WORK INSTRUCTION -
From the data that follows, report how many lines hold the string "directly", giving only the number.

Saved entries
»»
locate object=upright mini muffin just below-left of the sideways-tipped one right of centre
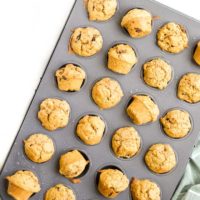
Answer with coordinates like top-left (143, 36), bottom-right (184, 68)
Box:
top-left (112, 127), bottom-right (141, 158)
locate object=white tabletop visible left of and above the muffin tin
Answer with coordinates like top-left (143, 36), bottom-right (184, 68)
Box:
top-left (0, 0), bottom-right (200, 168)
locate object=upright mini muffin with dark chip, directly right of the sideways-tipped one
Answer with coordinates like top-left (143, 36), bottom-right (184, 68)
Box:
top-left (160, 109), bottom-right (192, 138)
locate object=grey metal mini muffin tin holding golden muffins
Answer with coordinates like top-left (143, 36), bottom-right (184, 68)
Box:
top-left (0, 0), bottom-right (200, 200)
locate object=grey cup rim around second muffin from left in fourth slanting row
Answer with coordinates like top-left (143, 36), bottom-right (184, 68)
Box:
top-left (74, 112), bottom-right (108, 147)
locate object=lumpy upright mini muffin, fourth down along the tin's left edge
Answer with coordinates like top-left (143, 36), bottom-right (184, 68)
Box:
top-left (38, 99), bottom-right (70, 131)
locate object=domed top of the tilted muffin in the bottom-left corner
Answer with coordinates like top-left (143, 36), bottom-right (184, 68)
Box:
top-left (6, 171), bottom-right (40, 193)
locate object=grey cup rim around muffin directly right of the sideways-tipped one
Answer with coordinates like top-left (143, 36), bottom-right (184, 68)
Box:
top-left (160, 107), bottom-right (193, 142)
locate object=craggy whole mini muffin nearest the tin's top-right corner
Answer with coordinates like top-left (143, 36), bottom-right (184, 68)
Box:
top-left (157, 22), bottom-right (188, 53)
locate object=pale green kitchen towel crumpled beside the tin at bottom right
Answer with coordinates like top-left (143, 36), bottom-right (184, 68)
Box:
top-left (172, 139), bottom-right (200, 200)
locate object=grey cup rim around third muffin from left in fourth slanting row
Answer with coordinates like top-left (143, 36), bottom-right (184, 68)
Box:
top-left (110, 126), bottom-right (143, 162)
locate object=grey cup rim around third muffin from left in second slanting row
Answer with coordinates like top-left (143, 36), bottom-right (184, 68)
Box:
top-left (140, 55), bottom-right (174, 92)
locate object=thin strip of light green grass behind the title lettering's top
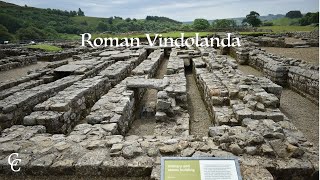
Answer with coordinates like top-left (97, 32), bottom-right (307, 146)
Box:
top-left (92, 31), bottom-right (213, 38)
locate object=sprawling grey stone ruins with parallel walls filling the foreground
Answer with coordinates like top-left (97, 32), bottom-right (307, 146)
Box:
top-left (0, 38), bottom-right (319, 179)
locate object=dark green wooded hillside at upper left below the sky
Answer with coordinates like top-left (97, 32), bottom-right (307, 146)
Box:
top-left (0, 1), bottom-right (182, 41)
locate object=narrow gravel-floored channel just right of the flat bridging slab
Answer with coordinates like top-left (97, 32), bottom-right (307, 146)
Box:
top-left (186, 73), bottom-right (212, 136)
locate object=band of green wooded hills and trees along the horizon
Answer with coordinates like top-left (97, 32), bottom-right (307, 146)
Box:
top-left (0, 0), bottom-right (319, 41)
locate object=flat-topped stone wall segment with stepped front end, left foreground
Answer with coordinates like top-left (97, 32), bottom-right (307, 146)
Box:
top-left (23, 77), bottom-right (111, 134)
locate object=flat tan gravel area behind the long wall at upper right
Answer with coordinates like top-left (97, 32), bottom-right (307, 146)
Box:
top-left (262, 47), bottom-right (319, 65)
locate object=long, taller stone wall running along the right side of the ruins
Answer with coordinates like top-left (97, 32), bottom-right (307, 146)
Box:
top-left (231, 40), bottom-right (319, 102)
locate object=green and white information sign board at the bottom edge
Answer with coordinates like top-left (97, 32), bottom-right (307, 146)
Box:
top-left (161, 157), bottom-right (242, 180)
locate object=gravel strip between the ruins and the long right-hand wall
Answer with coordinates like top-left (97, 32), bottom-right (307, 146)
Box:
top-left (239, 65), bottom-right (319, 147)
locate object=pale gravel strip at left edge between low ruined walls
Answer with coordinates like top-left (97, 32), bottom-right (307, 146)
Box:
top-left (0, 61), bottom-right (48, 82)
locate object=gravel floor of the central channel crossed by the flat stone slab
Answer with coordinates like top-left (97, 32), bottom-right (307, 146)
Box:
top-left (128, 58), bottom-right (169, 136)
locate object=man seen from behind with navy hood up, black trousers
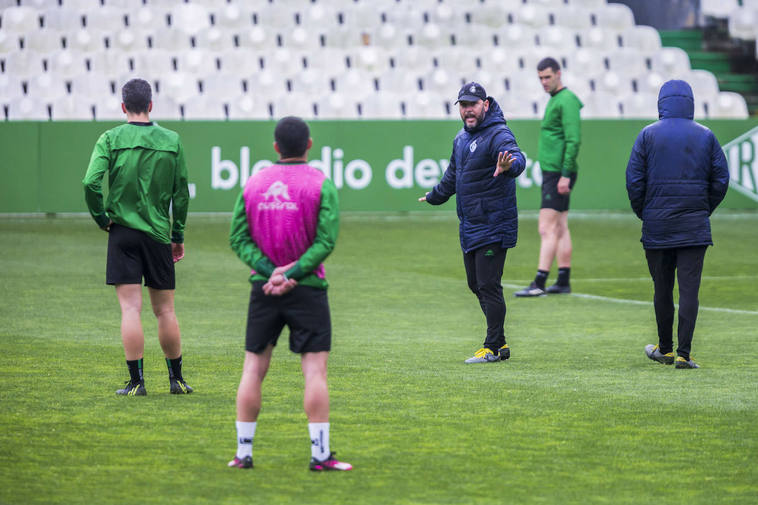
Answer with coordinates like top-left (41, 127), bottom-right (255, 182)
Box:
top-left (626, 80), bottom-right (729, 368)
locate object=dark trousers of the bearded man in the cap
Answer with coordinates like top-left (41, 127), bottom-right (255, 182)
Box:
top-left (463, 244), bottom-right (508, 353)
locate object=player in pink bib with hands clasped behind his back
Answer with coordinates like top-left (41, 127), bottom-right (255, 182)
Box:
top-left (229, 117), bottom-right (353, 471)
««
OUTPUT OF THE EXERCISE -
2